• **Written instruction a**:
Decide whether each statement below agrees with the grocery stock article. For each one, answer yes or no and quote the exact words from the article that settle it.
(i) Metro's fourth-quarter operating profit beat the analysts' consensus.
(ii) Metro offers home delivery service in Montreal, Gatineau, and Quebec City.
(iii) Metro's same-store sales rose by 10.2%.

• **Reading passage**:

Metro, Inc. vs. Loblaw Companies Ltd.: Which Grocer Is Doing Better?

Metro, Inc. (TSX:MRU) and Loblaw Companies Ltd. (TSX:L) both reported their latest quarterly results last month. Which of these grocers is a better buy?

| More on:
grocery store

If you are looking for stocks that perform well regardless of the economy, grocery stocks are an interesting choice. Grocery stocks are part of the consumer staples sector, which is a defensive sector. Defensive sectors are less volatile than cyclical sectors, and thus, returns are more constant.

However, there is strong competition among grocers, which are faced with slowing growth and changes in consumers’ buying behaviour. Since retaining customers can be difficult, grocers are pressured to cut prices, which, in turn, reduces their profit margins.

Metro, Inc. (TSX:MRU) and Loblaw Companies Ltd. (TSX:L) are among the most important grocery chains in Canada. Let’s have a look at their latest results to see if one stands out from the other.

Metro, Inc.

On November 22, Metro reported a strong 2017 fourth quarter, but the results didn’t meet analysts’ expectations.

Despite having one more week than last year’s fourth-quarter calendar, the operating profit of $236 million fell short of the $241 million consensus due to a slight decline of 0.15% in the gross margin.

Adjusted general and administrative expenses also jumped by 0.12% as a share of sales, likely due to costs associated with the purchase offer for the Jean Coutu Group.

Sales were up 10.2% to $3.23 billion. Same-store sales, a key measure of industry performance that removes the effects of added square footage, rose by 0.4%.

Net earnings for the fourth quarter of 2017 were $154.9 million, an increase of 6.8% compared to the same quarter last year. Fully diluted net earnings rose by 10% to $0.66 per share, only $0.01 lower than what was forecasted.

The grocer expects to incur $45-50 million in extra costs in 2018 from the minimum wage hike in Ontario.

Metro, which has stores in Quebec and Ontario, now offers click and collect at seven of its stores in Quebec as well as home delivery service in Montreal, Gatineau, and Quebec City, covering 60% of the province’s population.

The grocery chain is looking to expand its online grocery services to Ontario next year, making it the latest Canadian retailer to increase its e-commerce options in the face of potential threat coming from Amazon following its acquisition of Whole Foods.

• **Written instruction b**:
Turn part of the rows into a numbered list, leaving out any blank lines. Start at the line that has "man in green" and stop after the last line of the rows.

• **Supplied material**:

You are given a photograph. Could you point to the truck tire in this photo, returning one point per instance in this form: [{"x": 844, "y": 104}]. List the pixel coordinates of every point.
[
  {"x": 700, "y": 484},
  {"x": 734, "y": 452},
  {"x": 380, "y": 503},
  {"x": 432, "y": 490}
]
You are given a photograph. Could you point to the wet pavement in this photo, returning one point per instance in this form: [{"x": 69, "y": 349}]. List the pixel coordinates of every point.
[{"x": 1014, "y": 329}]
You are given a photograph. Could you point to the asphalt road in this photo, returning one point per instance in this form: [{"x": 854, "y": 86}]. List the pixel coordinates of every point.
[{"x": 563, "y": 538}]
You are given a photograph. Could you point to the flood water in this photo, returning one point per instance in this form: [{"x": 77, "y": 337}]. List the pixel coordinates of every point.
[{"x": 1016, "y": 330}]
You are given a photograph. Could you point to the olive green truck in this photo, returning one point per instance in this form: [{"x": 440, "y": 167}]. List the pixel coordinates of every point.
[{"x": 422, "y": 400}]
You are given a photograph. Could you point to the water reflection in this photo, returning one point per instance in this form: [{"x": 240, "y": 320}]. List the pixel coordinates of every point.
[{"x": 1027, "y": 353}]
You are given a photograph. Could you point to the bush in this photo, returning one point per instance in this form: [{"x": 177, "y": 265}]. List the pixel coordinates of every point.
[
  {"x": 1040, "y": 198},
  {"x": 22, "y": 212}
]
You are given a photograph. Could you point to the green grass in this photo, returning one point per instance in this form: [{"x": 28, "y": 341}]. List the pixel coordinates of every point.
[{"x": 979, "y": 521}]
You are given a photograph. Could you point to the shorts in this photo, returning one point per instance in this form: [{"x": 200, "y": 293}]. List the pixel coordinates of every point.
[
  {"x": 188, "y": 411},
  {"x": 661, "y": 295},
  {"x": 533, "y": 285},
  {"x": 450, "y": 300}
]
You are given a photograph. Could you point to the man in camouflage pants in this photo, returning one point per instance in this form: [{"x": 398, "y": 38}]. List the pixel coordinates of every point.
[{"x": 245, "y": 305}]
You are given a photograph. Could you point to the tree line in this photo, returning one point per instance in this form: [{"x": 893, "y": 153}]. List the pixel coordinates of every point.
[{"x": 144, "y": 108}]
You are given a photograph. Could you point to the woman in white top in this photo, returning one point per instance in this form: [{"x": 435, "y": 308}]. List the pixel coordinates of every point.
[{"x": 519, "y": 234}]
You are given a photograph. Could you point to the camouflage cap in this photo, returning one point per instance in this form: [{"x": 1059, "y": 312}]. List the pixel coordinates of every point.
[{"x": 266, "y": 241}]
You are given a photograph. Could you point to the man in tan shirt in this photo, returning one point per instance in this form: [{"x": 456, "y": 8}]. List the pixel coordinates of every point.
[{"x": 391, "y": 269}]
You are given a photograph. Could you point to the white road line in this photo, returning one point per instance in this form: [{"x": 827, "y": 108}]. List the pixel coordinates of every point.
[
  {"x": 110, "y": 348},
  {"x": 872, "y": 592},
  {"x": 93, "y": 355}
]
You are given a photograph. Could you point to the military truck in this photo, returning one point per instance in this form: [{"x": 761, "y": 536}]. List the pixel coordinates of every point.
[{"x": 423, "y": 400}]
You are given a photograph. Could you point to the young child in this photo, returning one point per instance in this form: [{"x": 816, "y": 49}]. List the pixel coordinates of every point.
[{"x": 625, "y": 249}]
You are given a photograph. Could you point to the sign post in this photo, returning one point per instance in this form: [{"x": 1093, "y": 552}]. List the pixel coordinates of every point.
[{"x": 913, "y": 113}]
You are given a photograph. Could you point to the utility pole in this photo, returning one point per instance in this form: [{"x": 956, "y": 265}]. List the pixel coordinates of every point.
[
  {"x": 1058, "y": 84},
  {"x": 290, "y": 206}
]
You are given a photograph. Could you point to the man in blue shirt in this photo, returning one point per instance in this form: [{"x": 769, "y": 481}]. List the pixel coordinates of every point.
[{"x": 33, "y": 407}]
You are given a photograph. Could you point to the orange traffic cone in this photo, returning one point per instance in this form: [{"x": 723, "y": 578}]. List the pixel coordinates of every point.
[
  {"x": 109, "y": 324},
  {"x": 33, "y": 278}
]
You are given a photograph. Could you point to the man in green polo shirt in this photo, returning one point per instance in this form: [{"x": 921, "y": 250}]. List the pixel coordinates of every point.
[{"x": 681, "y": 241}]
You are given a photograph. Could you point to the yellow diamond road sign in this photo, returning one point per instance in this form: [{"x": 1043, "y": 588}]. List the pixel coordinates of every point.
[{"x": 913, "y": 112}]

• **Written reply a**:
(i) No: "the operating profit of $236 million fell short of the $241 million consensus"
(ii) Yes: "home delivery service in Montreal, Gatineau, and Quebec City"
(iii) No: "Same-store sales, a key measure of industry performance that removes the effects of added square footage, rose by 0.4%."

• **Written reply b**:
1. You are given a photograph. Could you point to the man in green polo shirt in this photo, returning one point per instance in this form: [{"x": 921, "y": 250}]. List the pixel coordinates of every point.
2. [{"x": 681, "y": 241}]
3. You are given a photograph. Could you point to the yellow diamond road sign in this photo, returning one point per instance in this form: [{"x": 1043, "y": 588}]. List the pixel coordinates of every point.
4. [{"x": 913, "y": 112}]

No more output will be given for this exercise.